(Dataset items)

[Start of section]

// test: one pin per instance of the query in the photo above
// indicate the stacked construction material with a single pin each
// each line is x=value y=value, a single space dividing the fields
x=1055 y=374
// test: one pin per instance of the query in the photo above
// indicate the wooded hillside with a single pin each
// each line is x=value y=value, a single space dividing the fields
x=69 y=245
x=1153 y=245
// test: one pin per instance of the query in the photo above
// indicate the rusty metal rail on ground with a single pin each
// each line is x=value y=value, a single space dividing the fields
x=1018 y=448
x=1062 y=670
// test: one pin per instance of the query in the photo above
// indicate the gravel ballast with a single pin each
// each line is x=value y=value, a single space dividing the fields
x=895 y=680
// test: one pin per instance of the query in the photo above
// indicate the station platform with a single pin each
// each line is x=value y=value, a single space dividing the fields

[End of section]
[Start of section]

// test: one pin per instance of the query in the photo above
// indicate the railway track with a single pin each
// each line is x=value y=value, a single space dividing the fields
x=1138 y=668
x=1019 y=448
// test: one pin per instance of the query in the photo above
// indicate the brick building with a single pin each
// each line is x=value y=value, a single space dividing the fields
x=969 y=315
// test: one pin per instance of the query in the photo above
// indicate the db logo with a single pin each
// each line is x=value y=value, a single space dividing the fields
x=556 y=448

[End of section]

Lines containing the word "with": copy every one of them from the records above.

// indicate the stacked construction material with a single pin each
// indicate the wooded hillside with a single pin each
// indicate the rusty metal rail on ground with a single pin each
// indicate the gravel ballast with a single pin each
// indicate the station platform with a single pin each
// indicate the railway track with a single pin each
// indicate the brick building with a single pin each
// indicate the db logo with a single pin each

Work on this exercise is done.